→ **WHAT IS BEING ASKED**: All of the data is to be written out again exactly, without the pictures.
---------- AVAILABLE DATA
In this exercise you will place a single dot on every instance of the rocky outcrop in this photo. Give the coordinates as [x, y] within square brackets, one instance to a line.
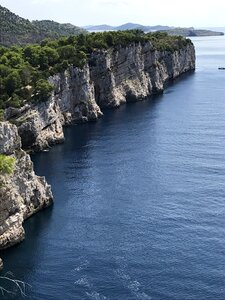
[22, 193]
[111, 78]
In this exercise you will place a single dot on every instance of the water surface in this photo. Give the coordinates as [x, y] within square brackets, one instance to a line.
[139, 207]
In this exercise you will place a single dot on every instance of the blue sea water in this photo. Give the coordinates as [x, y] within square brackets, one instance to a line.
[139, 207]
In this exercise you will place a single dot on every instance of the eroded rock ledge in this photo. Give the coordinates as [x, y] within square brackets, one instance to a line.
[22, 193]
[111, 78]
--------------------
→ **SOLUTION TO THIS EXERCISE**:
In this exercise you will place a single dot on every instance of the rocky outcrop in this photo. Give the coordinates as [x, y] within square brackets, one instance to a line.
[22, 193]
[111, 78]
In this exercise you will place a single dot on every instance of the water surface in this photo. Give the coordinates as [x, y] within square brackets, one instance to a line.
[139, 207]
In this exercise you will place a single dot on every instance of the blue sea water in this photo. Give the coordinates as [x, y] within square brackets, one instance to a line.
[139, 207]
In this exercise you will place a single dot on every instance of the eroded rock ledge in this photo. Give the coordinates as [x, y] within square brackets, one instance to a line.
[22, 193]
[111, 78]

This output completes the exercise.